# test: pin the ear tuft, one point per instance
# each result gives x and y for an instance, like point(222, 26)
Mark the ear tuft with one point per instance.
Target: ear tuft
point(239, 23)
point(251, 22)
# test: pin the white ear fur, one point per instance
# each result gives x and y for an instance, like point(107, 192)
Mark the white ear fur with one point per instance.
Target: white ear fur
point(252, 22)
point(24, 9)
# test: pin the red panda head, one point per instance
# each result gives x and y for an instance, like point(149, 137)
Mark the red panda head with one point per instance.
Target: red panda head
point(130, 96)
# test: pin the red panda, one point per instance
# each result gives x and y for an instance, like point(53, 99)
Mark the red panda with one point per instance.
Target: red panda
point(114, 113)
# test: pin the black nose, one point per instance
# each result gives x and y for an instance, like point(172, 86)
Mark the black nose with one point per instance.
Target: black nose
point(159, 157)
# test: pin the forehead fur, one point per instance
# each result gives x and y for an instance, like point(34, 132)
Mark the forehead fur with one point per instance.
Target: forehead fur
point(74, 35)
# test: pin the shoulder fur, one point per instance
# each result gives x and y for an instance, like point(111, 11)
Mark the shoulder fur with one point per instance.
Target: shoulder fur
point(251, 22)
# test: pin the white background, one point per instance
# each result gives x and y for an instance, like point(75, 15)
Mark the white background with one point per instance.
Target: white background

▶ _Task item_: Would you repeat each of the lines above exactly?

▶ _Response to the exercise_:
# test: pin the ear tuft, one point per instance
# each result gives x and y for an instance, like point(222, 26)
Mark the ear tuft with one point per instance.
Target: ear tuft
point(239, 23)
point(251, 22)
# test: pin the white ear fur, one point per instance
# each result gives x and y for an instance, like point(107, 192)
Mark the white ear fur with one point per instance.
Target: white ear fur
point(252, 22)
point(24, 9)
# test: pin the red panda head, one point per instance
# each result gives x and y for an instance, like point(149, 137)
Mark the red panda head with one point per instance.
Target: red panda head
point(130, 96)
# test: pin the red panda, one point per instance
# each result gives x and y for an instance, like point(53, 99)
Mark the red panda with one point per instance.
Target: red panda
point(114, 113)
# test: pin the black nose, one point per instance
# each result gives x and y for an instance, like point(172, 86)
Mark the black nose with one point per instance.
Target: black nose
point(159, 157)
# test: pin the forehead fur, one point per instance
# each result gives x and y for an instance, like point(34, 132)
Mark the forehead fur with one point per instance.
Target: forehead fur
point(74, 35)
# test: pin the shoulder fur, one point per instance
# each result gives x and y for an instance, like point(111, 11)
Mark the shoulder fur with one point per instance.
Target: shoulder fur
point(251, 22)
# test: pin the white background, one point per instance
# each result gives x and y for an instance, like point(75, 15)
Mark the white background with one point per instance.
Target: white background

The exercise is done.